Przepisz w całości i bez żadnych zmian poniższy tekst o naruszeniu polskiej przestrzeni powietrznej przez białoruskie śmigłowce.

═══ PREZENTOWANY TEKST ═══

Początkowo „nie”, teraz jednak „tak”. Polskie ministerstwo obrony potwierdziło, że śmigłowce białoruskich sił zbrojnych – jeden Mi-17 i jeden Mi-24 – naruszyły dzisiaj przestrzeń powietrzną Rzeczypospolitej. Na dywanik w ministerstwie spraw zagranicznych wezwano chargé d’affaires ambasady Białorusi.

Kiedy informacja o białoruskich wiropłatach nad Białowieżą pojawiła się pierwszy raz, MON zapewniał, że nie przekroczyły one naszej granicy. Na posiedzeniu Komitetu do spraw Bezpieczeństwa Narodowego i Spraw Obronnych ustalono jednak, iż doszło do naruszenia polskiej przestrzeni powietrznej.

═══ REKORDY DANYCH ═══

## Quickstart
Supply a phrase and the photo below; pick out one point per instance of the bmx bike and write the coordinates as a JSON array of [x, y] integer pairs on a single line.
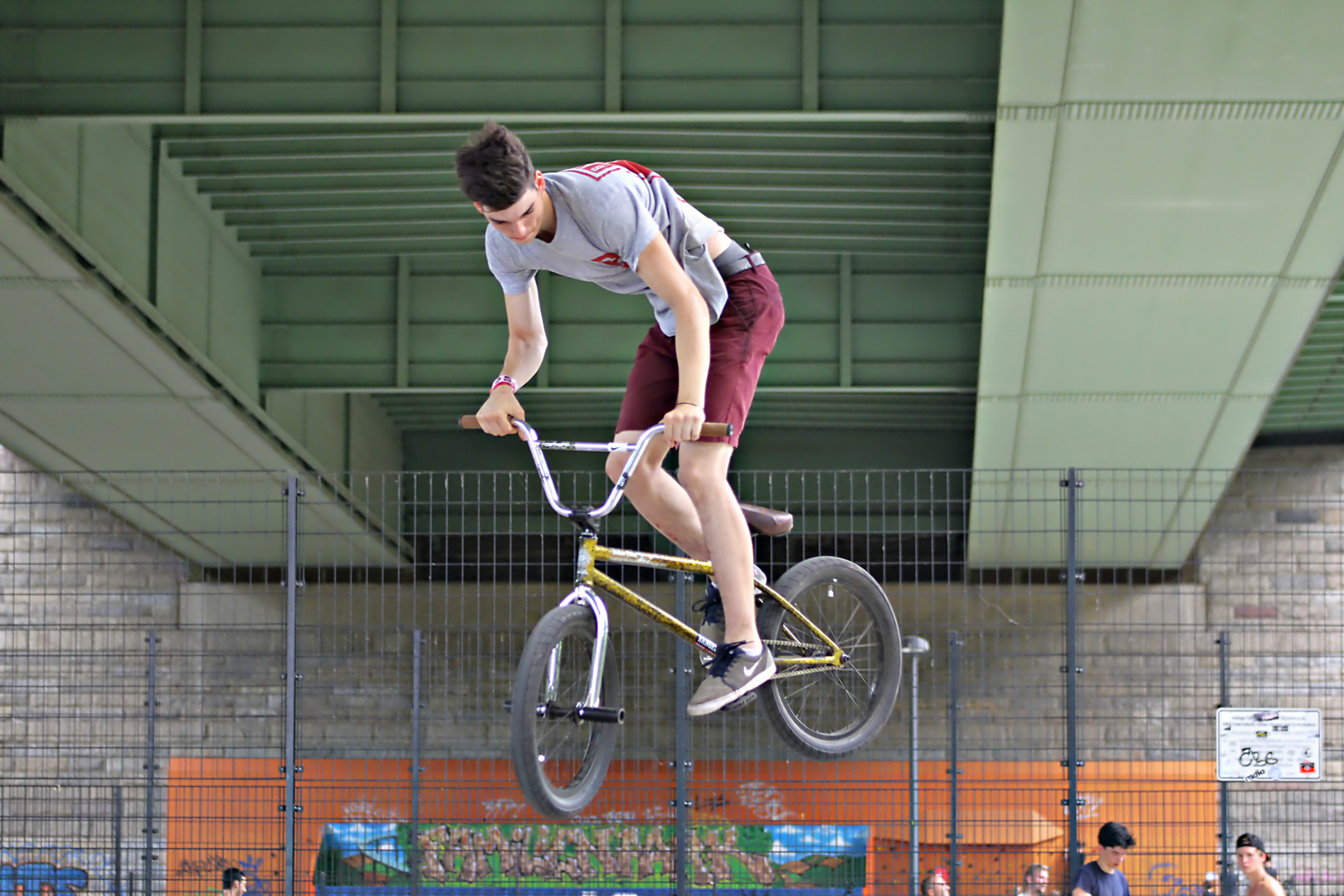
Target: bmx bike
[[835, 640]]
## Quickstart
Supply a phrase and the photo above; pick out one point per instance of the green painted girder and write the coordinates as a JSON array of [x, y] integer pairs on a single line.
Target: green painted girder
[[1166, 225]]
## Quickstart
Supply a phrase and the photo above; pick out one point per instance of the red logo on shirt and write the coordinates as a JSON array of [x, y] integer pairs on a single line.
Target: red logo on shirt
[[600, 169], [611, 260]]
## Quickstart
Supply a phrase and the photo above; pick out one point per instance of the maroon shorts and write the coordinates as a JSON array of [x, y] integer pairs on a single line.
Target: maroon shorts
[[738, 343]]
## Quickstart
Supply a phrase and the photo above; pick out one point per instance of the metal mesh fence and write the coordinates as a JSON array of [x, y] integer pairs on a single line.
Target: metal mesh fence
[[305, 679]]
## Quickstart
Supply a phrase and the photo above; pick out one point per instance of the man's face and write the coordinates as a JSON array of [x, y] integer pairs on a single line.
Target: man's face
[[522, 221], [1250, 859], [1113, 855]]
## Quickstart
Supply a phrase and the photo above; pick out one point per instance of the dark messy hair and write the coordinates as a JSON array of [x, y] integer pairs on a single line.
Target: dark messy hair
[[1114, 835], [494, 167]]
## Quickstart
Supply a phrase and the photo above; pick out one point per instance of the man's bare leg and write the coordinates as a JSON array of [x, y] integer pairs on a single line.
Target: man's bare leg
[[695, 511], [659, 497]]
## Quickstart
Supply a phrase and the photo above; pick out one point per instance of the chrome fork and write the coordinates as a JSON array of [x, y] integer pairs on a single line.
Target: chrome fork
[[593, 601]]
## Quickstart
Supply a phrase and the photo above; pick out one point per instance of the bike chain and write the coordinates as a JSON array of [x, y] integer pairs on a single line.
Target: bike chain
[[802, 670]]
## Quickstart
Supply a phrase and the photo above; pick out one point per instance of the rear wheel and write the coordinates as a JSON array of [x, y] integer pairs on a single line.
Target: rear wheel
[[825, 712], [561, 762]]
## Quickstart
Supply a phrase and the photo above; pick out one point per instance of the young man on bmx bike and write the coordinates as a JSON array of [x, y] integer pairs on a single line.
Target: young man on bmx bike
[[717, 314]]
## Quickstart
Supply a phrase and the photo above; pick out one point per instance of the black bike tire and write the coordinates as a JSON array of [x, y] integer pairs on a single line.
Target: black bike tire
[[867, 723], [543, 796]]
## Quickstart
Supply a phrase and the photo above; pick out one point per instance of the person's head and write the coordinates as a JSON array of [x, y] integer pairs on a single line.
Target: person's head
[[1116, 841], [496, 173], [1250, 855], [936, 883], [234, 880]]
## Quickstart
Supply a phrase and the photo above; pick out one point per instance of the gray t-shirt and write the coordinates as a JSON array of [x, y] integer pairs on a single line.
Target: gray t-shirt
[[605, 215]]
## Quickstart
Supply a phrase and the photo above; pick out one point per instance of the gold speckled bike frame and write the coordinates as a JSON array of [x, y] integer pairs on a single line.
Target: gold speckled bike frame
[[587, 574]]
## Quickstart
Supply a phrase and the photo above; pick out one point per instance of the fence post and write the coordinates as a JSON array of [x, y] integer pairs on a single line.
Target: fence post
[[151, 703], [416, 768], [292, 494], [682, 748], [116, 839], [1071, 575], [1227, 876], [914, 645], [914, 776], [955, 770]]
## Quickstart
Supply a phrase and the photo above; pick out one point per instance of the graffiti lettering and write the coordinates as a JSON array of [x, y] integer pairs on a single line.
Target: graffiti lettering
[[210, 867], [46, 879], [763, 802], [1253, 758], [1168, 884]]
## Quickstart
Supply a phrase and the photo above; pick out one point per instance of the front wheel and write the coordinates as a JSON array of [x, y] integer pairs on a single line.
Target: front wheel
[[561, 762], [825, 712]]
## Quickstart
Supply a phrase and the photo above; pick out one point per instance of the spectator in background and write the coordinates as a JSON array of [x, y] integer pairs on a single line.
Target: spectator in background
[[1254, 863], [234, 883], [1035, 880], [1103, 876], [936, 883]]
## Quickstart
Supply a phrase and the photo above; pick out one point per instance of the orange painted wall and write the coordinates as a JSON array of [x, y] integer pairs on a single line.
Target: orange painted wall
[[226, 811]]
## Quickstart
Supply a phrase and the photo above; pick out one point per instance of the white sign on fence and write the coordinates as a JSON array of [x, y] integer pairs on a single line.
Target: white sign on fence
[[1269, 744]]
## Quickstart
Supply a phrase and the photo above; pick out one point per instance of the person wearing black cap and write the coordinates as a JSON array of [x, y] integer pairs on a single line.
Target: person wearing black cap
[[1103, 878], [1254, 863], [936, 883], [234, 883]]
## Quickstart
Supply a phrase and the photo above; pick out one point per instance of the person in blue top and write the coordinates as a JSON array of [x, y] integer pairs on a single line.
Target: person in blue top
[[717, 312], [1103, 876]]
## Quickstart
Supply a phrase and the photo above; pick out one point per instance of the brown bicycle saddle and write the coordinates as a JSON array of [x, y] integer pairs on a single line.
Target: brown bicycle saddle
[[767, 522]]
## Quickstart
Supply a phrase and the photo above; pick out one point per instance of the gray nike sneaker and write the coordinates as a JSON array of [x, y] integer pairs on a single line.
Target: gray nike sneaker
[[732, 674], [711, 626]]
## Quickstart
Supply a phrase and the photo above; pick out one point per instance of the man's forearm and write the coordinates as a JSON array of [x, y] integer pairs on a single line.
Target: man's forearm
[[523, 359], [693, 353]]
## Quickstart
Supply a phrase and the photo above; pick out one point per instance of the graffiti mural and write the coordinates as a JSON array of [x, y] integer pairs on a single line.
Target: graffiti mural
[[590, 856], [41, 879]]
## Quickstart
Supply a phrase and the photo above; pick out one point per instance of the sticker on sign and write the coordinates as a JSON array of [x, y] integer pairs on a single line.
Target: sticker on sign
[[1269, 744]]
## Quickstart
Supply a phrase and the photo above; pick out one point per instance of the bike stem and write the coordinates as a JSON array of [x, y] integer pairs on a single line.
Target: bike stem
[[543, 469]]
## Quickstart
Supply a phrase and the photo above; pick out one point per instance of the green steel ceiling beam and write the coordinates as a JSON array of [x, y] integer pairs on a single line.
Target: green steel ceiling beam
[[1166, 222], [387, 56], [611, 58]]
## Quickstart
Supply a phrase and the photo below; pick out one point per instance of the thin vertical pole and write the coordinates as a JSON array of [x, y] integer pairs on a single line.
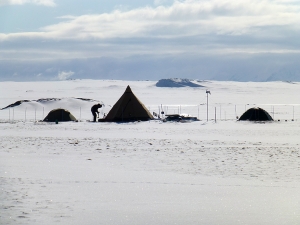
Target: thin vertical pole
[[207, 107], [215, 114], [235, 110]]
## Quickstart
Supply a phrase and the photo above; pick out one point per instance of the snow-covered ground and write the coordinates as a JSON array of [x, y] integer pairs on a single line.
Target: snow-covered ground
[[204, 172]]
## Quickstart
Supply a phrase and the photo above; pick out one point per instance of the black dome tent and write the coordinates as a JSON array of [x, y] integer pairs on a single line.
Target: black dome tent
[[256, 114], [59, 115]]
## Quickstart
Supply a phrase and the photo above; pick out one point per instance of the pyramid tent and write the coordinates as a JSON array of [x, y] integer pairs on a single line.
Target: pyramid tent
[[256, 114], [59, 115], [128, 108]]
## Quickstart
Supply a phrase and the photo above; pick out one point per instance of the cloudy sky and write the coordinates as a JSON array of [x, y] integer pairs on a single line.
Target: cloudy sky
[[244, 40]]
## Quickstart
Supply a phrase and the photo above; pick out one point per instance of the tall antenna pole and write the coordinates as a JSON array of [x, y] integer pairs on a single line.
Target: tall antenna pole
[[207, 106], [207, 92]]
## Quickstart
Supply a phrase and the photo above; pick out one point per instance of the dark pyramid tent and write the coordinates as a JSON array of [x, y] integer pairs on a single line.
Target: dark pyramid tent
[[128, 108], [59, 115], [256, 114]]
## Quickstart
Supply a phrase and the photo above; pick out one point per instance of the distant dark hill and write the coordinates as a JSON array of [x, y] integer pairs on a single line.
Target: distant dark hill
[[177, 82]]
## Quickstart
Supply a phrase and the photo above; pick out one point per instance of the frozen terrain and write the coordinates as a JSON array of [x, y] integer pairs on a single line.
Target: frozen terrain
[[206, 172]]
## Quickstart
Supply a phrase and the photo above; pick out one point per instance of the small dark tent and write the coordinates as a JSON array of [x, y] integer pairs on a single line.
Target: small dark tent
[[256, 114], [128, 108], [59, 115]]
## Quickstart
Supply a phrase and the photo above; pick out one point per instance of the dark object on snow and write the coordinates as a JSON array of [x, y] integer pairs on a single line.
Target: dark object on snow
[[128, 108], [15, 104], [176, 82], [256, 114], [59, 115], [180, 118], [94, 110]]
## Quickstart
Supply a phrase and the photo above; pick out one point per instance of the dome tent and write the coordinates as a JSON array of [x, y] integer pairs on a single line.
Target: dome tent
[[256, 114], [59, 115], [128, 108]]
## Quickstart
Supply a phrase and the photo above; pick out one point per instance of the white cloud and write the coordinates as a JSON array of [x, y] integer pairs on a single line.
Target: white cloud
[[64, 75], [22, 2], [190, 26]]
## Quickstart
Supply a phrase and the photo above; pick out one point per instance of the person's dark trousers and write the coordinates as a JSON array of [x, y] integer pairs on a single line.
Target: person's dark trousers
[[95, 116]]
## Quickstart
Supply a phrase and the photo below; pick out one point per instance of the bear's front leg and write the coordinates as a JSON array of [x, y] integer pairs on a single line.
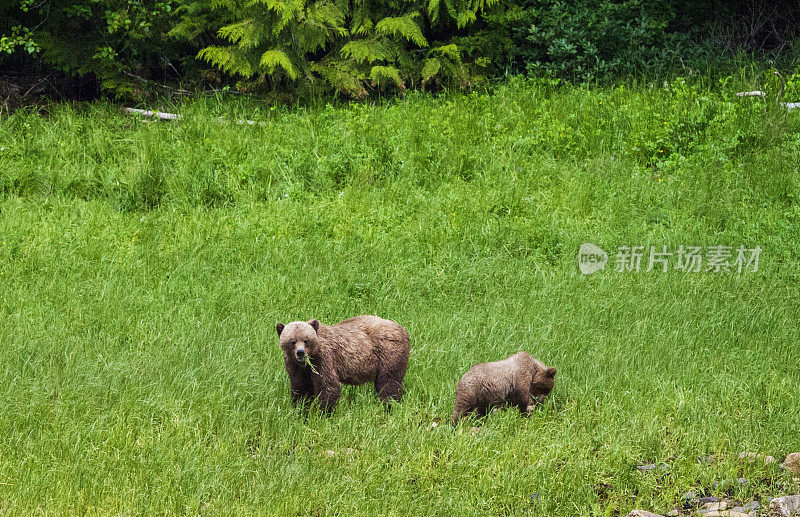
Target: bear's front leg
[[522, 399], [327, 389]]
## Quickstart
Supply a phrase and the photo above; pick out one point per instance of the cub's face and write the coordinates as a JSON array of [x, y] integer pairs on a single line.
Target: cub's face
[[542, 383], [299, 339]]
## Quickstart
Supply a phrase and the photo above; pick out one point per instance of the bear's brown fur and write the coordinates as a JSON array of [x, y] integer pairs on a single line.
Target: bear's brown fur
[[354, 351], [519, 380]]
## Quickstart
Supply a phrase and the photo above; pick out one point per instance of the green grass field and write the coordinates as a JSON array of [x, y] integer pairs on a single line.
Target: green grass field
[[143, 267]]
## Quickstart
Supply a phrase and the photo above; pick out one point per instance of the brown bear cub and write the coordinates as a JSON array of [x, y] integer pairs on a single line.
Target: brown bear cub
[[519, 380], [357, 350]]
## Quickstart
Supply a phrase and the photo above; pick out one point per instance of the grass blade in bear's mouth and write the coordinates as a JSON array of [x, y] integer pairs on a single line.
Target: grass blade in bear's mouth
[[307, 361]]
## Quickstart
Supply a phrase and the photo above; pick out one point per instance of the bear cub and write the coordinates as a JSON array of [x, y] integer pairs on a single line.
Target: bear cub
[[519, 380], [318, 358]]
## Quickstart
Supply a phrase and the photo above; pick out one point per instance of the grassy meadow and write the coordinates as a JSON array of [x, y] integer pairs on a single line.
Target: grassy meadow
[[144, 265]]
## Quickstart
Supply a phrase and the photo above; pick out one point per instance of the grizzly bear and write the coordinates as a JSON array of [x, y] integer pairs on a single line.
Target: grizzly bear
[[519, 380], [357, 350]]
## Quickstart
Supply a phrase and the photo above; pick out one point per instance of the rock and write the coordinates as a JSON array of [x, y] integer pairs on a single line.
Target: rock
[[690, 501], [705, 460], [792, 463], [787, 506], [752, 456]]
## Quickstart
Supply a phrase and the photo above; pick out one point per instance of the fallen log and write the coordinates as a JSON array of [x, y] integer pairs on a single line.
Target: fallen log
[[161, 115]]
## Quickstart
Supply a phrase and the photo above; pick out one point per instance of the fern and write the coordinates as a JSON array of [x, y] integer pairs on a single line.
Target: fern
[[403, 26], [229, 59], [381, 74], [276, 58], [365, 51]]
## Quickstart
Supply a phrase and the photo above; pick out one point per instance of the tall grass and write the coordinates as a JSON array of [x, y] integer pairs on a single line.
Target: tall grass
[[144, 265]]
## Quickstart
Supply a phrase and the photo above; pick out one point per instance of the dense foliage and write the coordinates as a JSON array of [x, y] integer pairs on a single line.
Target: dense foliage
[[365, 46]]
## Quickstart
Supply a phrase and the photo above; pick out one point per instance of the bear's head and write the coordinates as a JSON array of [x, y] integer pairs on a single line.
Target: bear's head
[[299, 339], [542, 383]]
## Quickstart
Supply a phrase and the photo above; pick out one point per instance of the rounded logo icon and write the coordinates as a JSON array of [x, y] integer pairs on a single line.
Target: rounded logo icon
[[591, 258]]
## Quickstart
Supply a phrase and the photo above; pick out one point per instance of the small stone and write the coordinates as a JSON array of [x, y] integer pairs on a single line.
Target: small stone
[[705, 460], [792, 463], [752, 505], [752, 456], [786, 506]]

═══

» **ODPOWIEDŹ**:
Początkowo „nie”, teraz jednak „tak”. Polskie ministerstwo obrony potwierdziło, że śmigłowce białoruskich sił zbrojnych – jeden Mi-17 i jeden Mi-24 – naruszyły dzisiaj przestrzeń powietrzną Rzeczypospolitej. Na dywanik w ministerstwie spraw zagranicznych wezwano chargé d’affaires ambasady Białorusi.

Kiedy informacja o białoruskich wiropłatach nad Białowieżą pojawiła się pierwszy raz, MON zapewniał, że nie przekroczyły one naszej granicy. Na posiedzeniu Komitetu do spraw Bezpieczeństwa Narodowego i Spraw Obronnych ustalono jednak, iż doszło do naruszenia polskiej przestrzeni powietrznej.